::: Extrait de page
Duel de «tueuses» en terre vaudoise
Cesla Amarelle et Isabelle Chevalley monopolisent le devant de la scène dans le second tour. Avec une campagne dont l’agressivité tranche avec la sérénité du premier tour
Le ton s’envenime entre les deux candidates les plus en vue de la course au Conseil d’Etat
Finie, la campagne vaudoise consensuelle et molle du premier tour. Place à la lutte à couteaux tirés entre deux femmes très déterminées, la Vert’libérale Isabelle Chevalley (à g.) et la socialiste Cesla Amarelle (à dr.).
En janvier, la première soutenait la seconde face à ses rivales pour l’investiture socialiste. Aujourd’hui, elle la pilonne: «Cesla Amarelle ne cesse d’essayer de cacher qui elle est véritablement», dit-elle. Trop à gauche, arrogante, cassante: les qualificatifs sont peu amènes.
Cesla Amarelle riposte sur le même ton: «Isabelle Chevalley a tenu des positions très à droite et fait preuve d’une agressivité que les Vaudois apprécient peu.» Selon l’ancien syndic de Lausanne Daniel Brélaz, c’est bien entre ces deux concurrentes que se joue désormais l’élection, marginalisant ainsi le candidat UDC Jacques Nicolet.
Le soir du premier tour des élections cantonales, le 30 avril dernier, les Vaudois s'endormaient avec la tranquille impression que cette campagne politique reflétait le calme satisfait de leurs contrées. Le gouvernement sortant avait été en grande majorité plébiscité, les deux candidates restantes les mieux placées promettaient de conserver telle quelle la double majorité de femmes et de gauche au Conseil d'Etat.
::::::
::: Données enregistrées
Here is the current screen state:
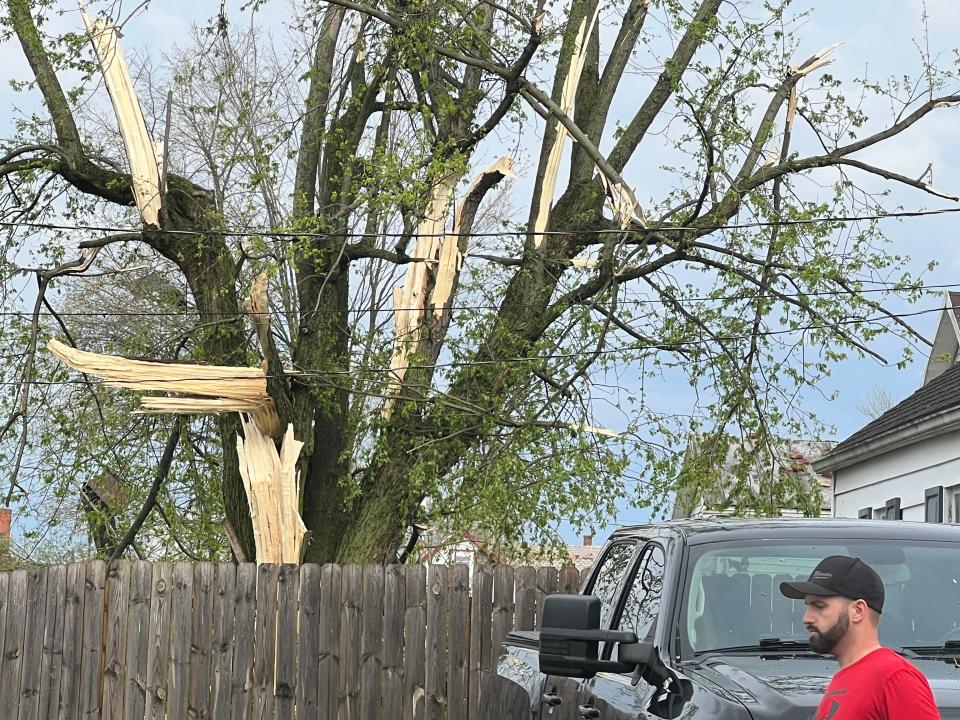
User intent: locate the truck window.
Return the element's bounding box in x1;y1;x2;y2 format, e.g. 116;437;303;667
588;542;636;628
616;543;664;642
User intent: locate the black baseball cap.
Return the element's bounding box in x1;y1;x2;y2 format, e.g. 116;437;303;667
780;555;884;612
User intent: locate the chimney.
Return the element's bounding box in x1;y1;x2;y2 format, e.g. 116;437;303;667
0;508;13;543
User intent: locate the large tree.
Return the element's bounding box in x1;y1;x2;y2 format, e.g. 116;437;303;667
0;0;948;562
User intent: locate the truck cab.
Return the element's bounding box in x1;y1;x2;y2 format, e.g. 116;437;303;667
492;519;960;720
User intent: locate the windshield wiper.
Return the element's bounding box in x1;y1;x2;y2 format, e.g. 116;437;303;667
901;640;960;657
693;638;813;657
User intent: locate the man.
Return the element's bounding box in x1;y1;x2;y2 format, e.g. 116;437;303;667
780;555;940;720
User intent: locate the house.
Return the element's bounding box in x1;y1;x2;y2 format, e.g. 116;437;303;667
814;293;960;523
672;438;835;519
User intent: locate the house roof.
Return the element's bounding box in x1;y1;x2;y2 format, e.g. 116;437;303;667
814;364;960;470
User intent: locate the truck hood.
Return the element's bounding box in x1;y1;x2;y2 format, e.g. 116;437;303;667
692;655;960;720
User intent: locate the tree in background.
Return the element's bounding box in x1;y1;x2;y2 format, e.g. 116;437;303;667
0;0;960;562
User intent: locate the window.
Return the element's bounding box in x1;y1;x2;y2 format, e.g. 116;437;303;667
589;542;636;628
923;485;943;522
617;543;664;642
883;498;903;520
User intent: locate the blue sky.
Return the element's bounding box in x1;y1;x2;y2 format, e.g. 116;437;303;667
0;0;960;540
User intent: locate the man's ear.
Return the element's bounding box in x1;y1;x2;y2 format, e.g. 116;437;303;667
847;600;870;623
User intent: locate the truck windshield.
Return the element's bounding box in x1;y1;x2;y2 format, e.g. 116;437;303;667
680;539;960;655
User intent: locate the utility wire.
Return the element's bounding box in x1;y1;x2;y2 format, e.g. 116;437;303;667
0;305;960;392
0;281;960;318
0;207;960;240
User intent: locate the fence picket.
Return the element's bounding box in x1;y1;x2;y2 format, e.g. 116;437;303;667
36;565;67;718
187;563;216;720
100;560;130;720
230;563;257;720
297;564;320;720
0;561;585;720
274;565;300;720
124;561;154;720
382;565;406;720
403;565;427;720
79;560;107;718
317;564;342;719
360;565;384;718
210;563;237;720
251;564;280;720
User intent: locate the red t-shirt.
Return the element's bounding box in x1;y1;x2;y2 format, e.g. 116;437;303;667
816;648;940;720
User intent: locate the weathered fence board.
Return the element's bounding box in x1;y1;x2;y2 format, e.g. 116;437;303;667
37;565;67;718
210;563;237;720
100;561;130;720
296;565;320;720
187;563;216;720
274;565;300;720
0;561;600;720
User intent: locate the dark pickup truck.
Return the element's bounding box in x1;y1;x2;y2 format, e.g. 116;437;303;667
492;519;960;720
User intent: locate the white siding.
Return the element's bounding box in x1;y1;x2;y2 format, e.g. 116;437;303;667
833;430;960;522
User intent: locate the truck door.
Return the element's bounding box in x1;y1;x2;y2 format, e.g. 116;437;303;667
574;542;666;720
539;539;637;720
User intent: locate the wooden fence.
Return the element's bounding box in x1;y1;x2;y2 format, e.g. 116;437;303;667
0;561;580;720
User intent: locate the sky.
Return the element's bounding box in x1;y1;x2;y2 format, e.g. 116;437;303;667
0;0;960;541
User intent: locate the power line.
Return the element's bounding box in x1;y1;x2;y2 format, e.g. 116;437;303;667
0;281;960;318
0;306;960;392
0;207;960;240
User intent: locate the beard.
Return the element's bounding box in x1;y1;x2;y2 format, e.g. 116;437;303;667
808;613;850;653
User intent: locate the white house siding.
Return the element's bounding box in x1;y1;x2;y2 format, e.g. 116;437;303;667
833;430;960;522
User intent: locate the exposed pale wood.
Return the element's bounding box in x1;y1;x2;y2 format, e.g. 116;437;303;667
339;565;363;720
403;565;427;720
382;565;406;720
36;565;67;718
187;563;216;718
274;564;300;720
237;415;307;564
100;560;132;720
251;565;280;720
383;172;463;417
230;563;257;720
532;3;600;248
446;565;470;720
317;564;342;718
80;9;161;227
297;563;320;720
470;563;493;711
426;565;449;720
47;338;282;437
123;561;153;718
79;560;107;718
15;568;47;720
144;562;173;720
210;563;237;720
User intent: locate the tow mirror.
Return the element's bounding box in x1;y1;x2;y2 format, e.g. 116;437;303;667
539;595;637;678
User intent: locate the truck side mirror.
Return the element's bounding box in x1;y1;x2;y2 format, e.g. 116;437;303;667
539;594;637;678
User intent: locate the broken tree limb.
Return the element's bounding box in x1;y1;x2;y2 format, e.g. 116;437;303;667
237;414;307;564
47;339;283;438
80;8;161;227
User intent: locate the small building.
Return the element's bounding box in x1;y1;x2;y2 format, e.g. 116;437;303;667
814;293;960;523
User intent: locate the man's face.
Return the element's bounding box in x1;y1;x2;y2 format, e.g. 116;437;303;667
803;595;850;653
::::::
Exercices proposés>
[A] D'après l'article sur l'élection vaudoise, à quelle date s'est tenu le premier tour des élections cantonales ?
[B] Résumez l'article sur l'élection vaudoise en deux phrases.
[C] Écrivez la suite de l'article sur l'élection vaudoise.

Réponses rédigées>
[A] Le 30 avril dernier.

[B] Au second tour de l'élection au Conseil d'Etat vaudois, la Vert'libérale Isabelle Chevalley et la socialiste Cesla Amarelle s'affrontent dans une campagne agressive, alors que la première soutenait la seconde en janvier. Selon Daniel Brélaz, l'élection se joue désormais entre elles, ce qui marginalise le candidat UDC Jacques Nicolet, loin du calme du premier tour du 30 avril.

[C]
Le candidat UDC Jacques Nicolet, avec lequel la droite tentait mollement de renverser la majorité, n'avait pas attaqué la formation existante car «ce n'était pas dans [son] caractère», alléguait-il. Il faisait tout au plus valoir que le poids de son parti au parlement (troisième parti au Grand Conseil) lui légitimait sa place au gouvernement.
«Baiser du diable»
C'était compter sans l'acte II, qui, dès le lendemain du premier tour, allait projeter la campagne dans une tout autre dimension. Le score de Jacques Nicolet, avec un résultat meilleur qu'attendu, permet de présenter in extremis une droite élargie dont certains rêvaient depuis longtemps. La Vert'libérale Isabelle Chevalley finalement intégrée dans l'alliance de droite, alors qu'elle en avait été exclue pour le premier tour, va changer le ton et la couleur du débat politique. «Le mot d'ordre du Parti socialiste a immédiatement été de la discréditer», nous confie l'un de ses proches. «Baiser du diable», «alliance contre nature», «opportunisme caméléon» ou encore «grave affront»: sur Twitter, les qualificatifs outrés s'accumulent pour décrire le ticket commun d'Isabelle Chevalley et de Jacques Nicolet. «Quand l'ego passe avant le cerveau», attaque encore le président du Parti socialiste suisse. Connue pour son franc-parler, Isabelle Chevalley choisit alors son bouc émissaire: Cesla Amarelle.
Etonnant, lorsque l'on se souvient de la façon dont Isabelle Chevalley défendait sa collègue du Conseil national au moment de la primaire socialiste en janvier 2017. Aujourd'hui le ton a changé. «Cesla Amarelle ne cesse d'essayer de cacher qui elle est véritablement», tance aujourd'hui la candidate Vert'libérale. «Et ça m'agace. Les électeurs ont droit à la vérité: je suis une écolo de droite. Elle se situe plus à gauche qu'Ada Marra.» Arrogante, méprisante, dit-on de Cesla Amarelle dans le camp adverse, à sa sortie du débat télévisé.
Attaques «personnelles»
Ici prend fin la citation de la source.